Can you rewrite every row below, changing "Target" to "Label" and leaving everything else as it is?

(Listed entries)
=======
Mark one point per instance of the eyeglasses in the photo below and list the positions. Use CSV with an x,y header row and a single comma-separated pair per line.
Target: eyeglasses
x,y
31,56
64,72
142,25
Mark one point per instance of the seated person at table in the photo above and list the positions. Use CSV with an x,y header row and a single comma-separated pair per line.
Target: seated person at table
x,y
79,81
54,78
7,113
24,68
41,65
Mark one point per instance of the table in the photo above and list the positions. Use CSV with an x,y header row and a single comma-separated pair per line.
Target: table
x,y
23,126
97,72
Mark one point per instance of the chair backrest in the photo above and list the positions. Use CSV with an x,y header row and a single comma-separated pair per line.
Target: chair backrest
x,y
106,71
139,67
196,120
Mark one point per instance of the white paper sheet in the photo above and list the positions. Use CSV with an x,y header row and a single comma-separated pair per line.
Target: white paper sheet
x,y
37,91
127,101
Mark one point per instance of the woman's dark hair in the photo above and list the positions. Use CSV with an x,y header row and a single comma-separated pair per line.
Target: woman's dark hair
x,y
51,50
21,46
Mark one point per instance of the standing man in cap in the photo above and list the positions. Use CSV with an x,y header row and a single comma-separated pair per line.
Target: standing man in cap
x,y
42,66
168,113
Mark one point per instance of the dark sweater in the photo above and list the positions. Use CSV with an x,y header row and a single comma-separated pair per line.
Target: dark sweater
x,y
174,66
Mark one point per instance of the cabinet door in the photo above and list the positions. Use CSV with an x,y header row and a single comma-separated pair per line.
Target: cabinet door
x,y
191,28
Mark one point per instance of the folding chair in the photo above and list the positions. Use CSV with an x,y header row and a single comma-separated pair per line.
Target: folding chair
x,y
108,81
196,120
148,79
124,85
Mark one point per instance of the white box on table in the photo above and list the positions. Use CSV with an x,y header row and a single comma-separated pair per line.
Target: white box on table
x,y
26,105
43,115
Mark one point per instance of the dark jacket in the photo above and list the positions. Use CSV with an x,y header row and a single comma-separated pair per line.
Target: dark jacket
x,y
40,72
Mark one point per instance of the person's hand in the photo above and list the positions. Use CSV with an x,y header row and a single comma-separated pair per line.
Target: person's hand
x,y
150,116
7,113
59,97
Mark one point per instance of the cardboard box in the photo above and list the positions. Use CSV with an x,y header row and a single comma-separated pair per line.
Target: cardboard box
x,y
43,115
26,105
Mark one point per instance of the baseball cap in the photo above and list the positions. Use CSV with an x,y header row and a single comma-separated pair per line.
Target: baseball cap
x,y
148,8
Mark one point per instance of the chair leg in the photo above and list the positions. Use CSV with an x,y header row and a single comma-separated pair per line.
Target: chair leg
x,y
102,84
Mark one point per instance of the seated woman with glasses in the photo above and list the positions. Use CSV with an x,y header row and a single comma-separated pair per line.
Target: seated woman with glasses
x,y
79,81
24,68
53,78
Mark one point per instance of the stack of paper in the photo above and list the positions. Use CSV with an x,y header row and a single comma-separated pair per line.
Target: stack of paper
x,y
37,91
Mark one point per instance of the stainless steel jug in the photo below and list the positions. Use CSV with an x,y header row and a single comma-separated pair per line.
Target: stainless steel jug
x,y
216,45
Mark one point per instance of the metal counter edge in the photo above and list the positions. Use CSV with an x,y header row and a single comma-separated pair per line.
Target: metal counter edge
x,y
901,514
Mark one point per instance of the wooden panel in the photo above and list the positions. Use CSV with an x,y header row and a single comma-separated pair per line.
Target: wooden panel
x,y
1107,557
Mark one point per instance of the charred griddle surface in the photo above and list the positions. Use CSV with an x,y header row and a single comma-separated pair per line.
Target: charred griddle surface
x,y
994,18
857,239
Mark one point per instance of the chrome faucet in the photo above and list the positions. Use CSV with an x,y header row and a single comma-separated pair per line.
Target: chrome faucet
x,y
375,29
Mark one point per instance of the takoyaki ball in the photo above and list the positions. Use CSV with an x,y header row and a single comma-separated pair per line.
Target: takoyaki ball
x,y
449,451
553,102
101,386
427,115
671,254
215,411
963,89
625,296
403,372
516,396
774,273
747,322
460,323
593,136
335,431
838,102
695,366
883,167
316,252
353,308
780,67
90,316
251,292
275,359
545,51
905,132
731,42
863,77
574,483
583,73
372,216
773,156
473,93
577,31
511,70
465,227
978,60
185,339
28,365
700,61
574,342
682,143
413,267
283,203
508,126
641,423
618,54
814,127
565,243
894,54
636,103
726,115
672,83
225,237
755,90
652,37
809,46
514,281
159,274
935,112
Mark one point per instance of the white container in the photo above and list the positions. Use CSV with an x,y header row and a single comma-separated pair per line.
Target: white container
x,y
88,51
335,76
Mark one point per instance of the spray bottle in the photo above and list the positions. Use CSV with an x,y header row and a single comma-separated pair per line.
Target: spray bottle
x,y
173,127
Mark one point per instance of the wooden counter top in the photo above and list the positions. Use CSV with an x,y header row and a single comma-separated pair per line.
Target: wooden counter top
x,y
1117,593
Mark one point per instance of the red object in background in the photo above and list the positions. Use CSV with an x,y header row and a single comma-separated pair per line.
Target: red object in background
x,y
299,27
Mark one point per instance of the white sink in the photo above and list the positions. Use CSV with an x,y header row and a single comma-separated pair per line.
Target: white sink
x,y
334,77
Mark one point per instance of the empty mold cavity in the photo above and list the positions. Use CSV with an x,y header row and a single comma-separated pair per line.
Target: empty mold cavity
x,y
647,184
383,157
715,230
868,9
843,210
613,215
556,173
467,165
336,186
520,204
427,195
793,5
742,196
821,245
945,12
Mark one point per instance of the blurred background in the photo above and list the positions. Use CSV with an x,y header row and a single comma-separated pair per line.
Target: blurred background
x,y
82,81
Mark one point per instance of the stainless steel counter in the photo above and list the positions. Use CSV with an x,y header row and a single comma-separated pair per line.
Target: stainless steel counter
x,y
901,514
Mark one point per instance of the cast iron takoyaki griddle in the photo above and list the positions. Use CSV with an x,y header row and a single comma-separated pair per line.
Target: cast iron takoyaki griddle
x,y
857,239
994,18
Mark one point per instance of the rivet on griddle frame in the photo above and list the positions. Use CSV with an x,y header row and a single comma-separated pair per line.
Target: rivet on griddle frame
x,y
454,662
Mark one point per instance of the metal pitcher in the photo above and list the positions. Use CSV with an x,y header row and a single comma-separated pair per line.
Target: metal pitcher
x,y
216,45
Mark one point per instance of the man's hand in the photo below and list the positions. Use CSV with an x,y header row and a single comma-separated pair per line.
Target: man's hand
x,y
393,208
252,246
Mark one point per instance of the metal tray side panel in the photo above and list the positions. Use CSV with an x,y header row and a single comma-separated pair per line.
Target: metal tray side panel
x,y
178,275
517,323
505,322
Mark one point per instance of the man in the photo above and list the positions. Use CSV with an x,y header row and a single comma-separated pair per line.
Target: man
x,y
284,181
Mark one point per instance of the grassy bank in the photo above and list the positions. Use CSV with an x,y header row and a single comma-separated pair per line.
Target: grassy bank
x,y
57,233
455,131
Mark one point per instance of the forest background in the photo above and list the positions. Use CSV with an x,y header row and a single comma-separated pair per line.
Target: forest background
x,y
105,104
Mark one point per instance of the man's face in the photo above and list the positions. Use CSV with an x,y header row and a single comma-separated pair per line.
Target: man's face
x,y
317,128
=======
(Answer to the problem)
Mark one point per instance of the eyeglasses in the photo below and list the positions. Use CSV with an x,y header row and a single comma-separated pair per line.
Label: eyeglasses
x,y
31,56
64,72
142,25
Mark one point per instance of the seated person at table in the photo above and list the positions. Use CSV with an x,y header row and a single comma-separated pair per line.
Label: seated person at table
x,y
79,81
54,78
7,113
24,68
41,65
Mark one point per instance of the table in the photo above and list the positions. Use CSV with an x,y header row and a single comma-separated pair per line.
Label: table
x,y
23,126
97,72
Mark one point per instance of the chair backrest in the photo above and list the positions. Use CSV with an x,y header row and a single comma-separated pair per line.
Label: chair backrest
x,y
106,71
139,67
196,120
Mark one point per instance of the white paper sheet in the photo above and list the positions. Use CSV with an x,y header row and a single comma-separated pair per line.
Label: white paper sheet
x,y
37,91
127,101
Mark one point per instance of the woman's dark hair in the photo above and list the positions. Use CSV with an x,y header row and a single comma-separated pair per line.
Label: woman's dark hair
x,y
51,50
21,46
Mark one point per instance of the standing man in cap in the photo above and list the positions. Use CSV with an x,y header row and a single comma-separated pair per line.
Label: standing man in cap
x,y
42,66
168,113
Mark one point per instance of the dark sweater in the photo above and list the positions. Use CSV with an x,y header row and a single comma-separated pair per line.
Label: dark sweater
x,y
174,66
Mark one point per instance of the cabinet door in the photo above and list the positions. Use CSV with an x,y header row and a single comma-separated pair per line.
Label: cabinet door
x,y
191,28
Mark one point per instance of the folding chair in the photo above and list the positions. Use CSV with an x,y header row and a single comma-separated pair per line.
Label: folding chair
x,y
108,81
196,120
148,79
124,85
Mark one point per instance of the white box on table in the photo above and list the positions. Use CSV with an x,y header row and a single comma-separated pair per line.
Label: white box on table
x,y
26,105
43,115
Mark one point per instance of the dark jacket in the photo above and list the positions. Use CSV with an x,y header row and a single comma-separated pair per line.
Label: dark jacket
x,y
40,72
Mark one point per instance of the person's hand in the photo above and list the positions. Use CSV with an x,y header row and a single comma-separated pair per line.
Label: person's hand
x,y
150,116
7,113
59,97
Mark one point per instance of the cardboard box in the photo above and list the positions. Use CSV with an x,y header row and a single comma-separated pair per line.
Label: cardboard box
x,y
43,115
26,105
Mark one point per instance of the baseball cap in the photo above and list the positions. Use CSV with an x,y header row and a single comma-separated pair per line.
Label: baseball cap
x,y
148,8
Mark one point per instance of the chair leg in the photo above and list the positions. Use CSV with an x,y header row and a single comma-separated pair per line.
Label: chair leg
x,y
102,84
Mark one point per instance of the seated woman with glasses in the photo above and list the positions. Use CSV with an x,y header row and a single comma-separated pair per line.
Label: seated woman with glasses
x,y
79,81
24,68
53,78
Mark one point per instance of the stack of paper in the photo above and list the positions. Use CSV with an x,y header row and a single comma-separated pair per line.
Label: stack of paper
x,y
37,91
Mark one point per instance of the stainless steel jug in the photo below and list the positions. Use CSV with an x,y header row and a single comma-separated pair per line.
Label: stainless steel jug
x,y
216,45
Mark one point per instance of the metal counter edge in the photo above and list the positions. Use CSV with an x,y header row and a single comma-separated pair per line.
Label: metal counter edge
x,y
901,514
Mark one point per instance of the wooden panel in the photo above and list the positions. Use CSV with an x,y header row and a single comma-separated pair per line.
Label: wooden panel
x,y
1107,557
Mark one point per instance of the charred griddle surface in the photo above and list the positions. Use CSV with an x,y header row and a single comma-separated pair per line.
Label: charred griddle surface
x,y
994,18
857,239
Mark one point per instance of the chrome faucet in the photo above and list the positions. Use CSV with an x,y header row and a single comma-separated pair per line.
Label: chrome faucet
x,y
375,29
Mark one point per instance of the takoyaki ball in the photo above and list the positions. Use CSV with an x,y header row and a single comma-separated pair per line.
Label: takoyaki ball
x,y
449,451
553,102
101,386
427,115
671,254
215,411
963,89
625,296
403,372
516,396
774,273
747,322
460,323
593,136
335,431
838,102
695,366
883,167
316,252
353,308
780,67
90,316
251,292
275,359
545,51
905,132
731,42
863,77
574,483
583,73
372,216
773,156
473,93
577,31
511,70
465,227
978,60
185,339
28,365
700,61
574,342
682,143
413,267
283,203
508,126
641,423
618,54
814,127
565,243
894,54
636,103
726,115
672,83
225,237
755,90
652,37
809,46
514,281
159,274
935,112
Mark one point per instance of the white container in the photo above and list the positions. Use CSV with an x,y header row and a single comma-separated pair per line.
Label: white container
x,y
88,51
335,76
Mark one point per instance of the spray bottle in the photo above and list the positions. Use CSV with an x,y header row and a single comma-separated pair per line.
Label: spray bottle
x,y
173,127
Mark one point per instance of the wooden counter top in the photo above and list the positions. Use CSV with an x,y header row and a single comma-separated pair per line.
Label: wooden counter top
x,y
1117,593
Mark one point per instance of the red object in background in the photo above and list the positions. Use CSV with an x,y header row and a single comma-separated pair per line.
Label: red object in background
x,y
299,27
Mark one point per instance of the white sink in the photo above and list the positions. Use CSV with an x,y header row and a single comma-separated pair per line.
Label: white sink
x,y
334,77
Mark one point per instance of the empty mold cavity in the photo above and list the positions. Use CSV with an x,y header row and a single comma-separated pair per line.
Label: empty mold cavity
x,y
647,184
383,157
715,230
868,9
843,210
613,215
556,173
467,165
336,186
520,204
427,195
793,5
742,196
821,245
945,12
Mark one point per instance of the blurred background in the photo above and list the positions. Use CSV with an x,y header row and a single comma-separated pair per line.
Label: blurred background
x,y
82,81
Mark one point per instance of the stainless steel counter in the photo above and list the positions. Use CSV with an x,y header row and a single comma-separated pair per line.
Label: stainless steel counter
x,y
901,514
Mark one point per instance of the cast iron takoyaki griddle in the photo above and list the positions. Use CSV with an x,y header row and a single comma-separated pair per line.
Label: cast iron takoyaki griddle
x,y
857,239
994,18
Mark one point per instance of the rivet on griddle frame in the photo above and list the positions. Use CSV with an x,y header row and a single comma-separated pair per line.
Label: rivet on griddle frame
x,y
454,662
Mark one point per instance of the metal pitcher in the photo above and list the positions. Use CSV with an x,y header row and a single comma-separated pair per line.
Label: metal pitcher
x,y
216,45
Mark one point per instance of the man's hand in the photo below and list the positions. Use CSV with an x,y header row and a single comma-separated pair per line.
Label: man's hand
x,y
393,208
252,246
Mark one point per instance of the metal tray side panel in the photo above and list the positions. Use CSV with an x,y header row and a single comma-separated pair per line.
Label: metal tray side panel
x,y
178,275
517,323
505,322
Mark one point per instance of the man in the photo above and list the positions. Use CSV with an x,y header row and a single comma-separated pair per line.
Label: man
x,y
284,181
Mark one point per instance of the grassy bank in the photo above and list the positions. Use CSV with an x,y header row and a single comma-separated pair per line.
Label: grassy bank
x,y
57,233
455,131
Mark one point per instance of the forest background in the photo above and list the positions. Use CSV with an x,y header row and a single comma-separated pair per line.
Label: forest background
x,y
105,104
Mark one point per instance of the man's face in the photo above and list the positions. Use CSV with an x,y header row and a single comma-separated pair per line.
Label: man's face
x,y
317,128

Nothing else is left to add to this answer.